Mr. Chatterbox

Mr. Chatterbox Reports on the End of the World

Is Mr. C the only one who is seriously getting worried that the world might end, like real soon?

By Robert Plunket May 30, 2019 Published in the June 2019 issue of Sarasota Magazine

"Just be nice" is the takeaway from the church’s “End Times” conference.

Image: Shutterstock

Am I the only one who is seriously getting worried that the world might end, like real soon? I remember back in Sunday school they said that there would be fires and floods and famine and false leaders and then Jesus would come back, plus some other stuff I can’t remember, except for the Whore of Babylon.

Well, maybe it’s time to remember, or at least find out more. Luckily, it turns out that there’s a whole science devoted to the end of the world. It’s called eschatology. Half the religions, the ones like Buddhism and Hinduism, believe that things go in cycles. A span of time passes, then ends, then regenerates itself. The so-called Abrahamic religions—Christianity, Judaism, and Islam—are much more dramatic. Our end of the world scenarios call for epic battles, strange creatures appearing from the sky and rivers of blood.

Supplied data –
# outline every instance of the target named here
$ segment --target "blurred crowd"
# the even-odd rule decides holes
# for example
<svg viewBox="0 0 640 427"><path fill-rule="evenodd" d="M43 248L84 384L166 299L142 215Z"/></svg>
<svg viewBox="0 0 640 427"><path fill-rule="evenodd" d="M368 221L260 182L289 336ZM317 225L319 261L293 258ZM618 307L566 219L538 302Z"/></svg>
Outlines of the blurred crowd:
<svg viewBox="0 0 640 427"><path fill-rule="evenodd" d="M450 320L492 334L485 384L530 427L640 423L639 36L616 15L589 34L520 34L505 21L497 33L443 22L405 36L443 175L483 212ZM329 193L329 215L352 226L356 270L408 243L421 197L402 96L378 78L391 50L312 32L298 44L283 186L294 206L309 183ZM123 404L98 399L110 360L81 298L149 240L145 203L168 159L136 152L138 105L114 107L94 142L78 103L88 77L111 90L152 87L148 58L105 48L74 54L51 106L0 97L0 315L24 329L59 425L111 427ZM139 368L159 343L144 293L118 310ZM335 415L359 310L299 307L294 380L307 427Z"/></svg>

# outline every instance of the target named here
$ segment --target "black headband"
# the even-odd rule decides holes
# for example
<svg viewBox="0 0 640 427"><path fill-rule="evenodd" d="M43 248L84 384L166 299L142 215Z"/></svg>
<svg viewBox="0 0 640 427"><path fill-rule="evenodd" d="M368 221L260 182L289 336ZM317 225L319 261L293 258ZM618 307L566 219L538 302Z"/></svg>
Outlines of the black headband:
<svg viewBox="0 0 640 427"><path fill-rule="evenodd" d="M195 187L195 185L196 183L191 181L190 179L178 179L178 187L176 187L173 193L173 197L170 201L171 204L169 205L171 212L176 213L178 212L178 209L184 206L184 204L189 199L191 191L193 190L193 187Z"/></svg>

Exercise aim – Could you rewrite the part of the Mr. Chatterbox column that opens with the words containing "Mr. Chatterbox Reports" and closes with "Whore of Babylon.", putting "Bible class" in place of "Sunday school"? The entries are separate from the Mr. Chatterbox column.

The result –
Mr. Chatterbox Reports on the End of the World

Is Mr. C the only one who is seriously getting worried that the world might end, like real soon?

By Robert Plunket May 30, 2019 Published in the June 2019 issue of Sarasota Magazine

"Just be nice" is the takeaway from the church’s “End Times” conference.

Image: Shutterstock

Am I the only one who is seriously getting worried that the world might end, like real soon? I remember back in Bible class they said that there would be fires and floods and famine and false leaders and then Jesus would come back, plus some other stuff I can’t remember, except for the Whore of Babylon.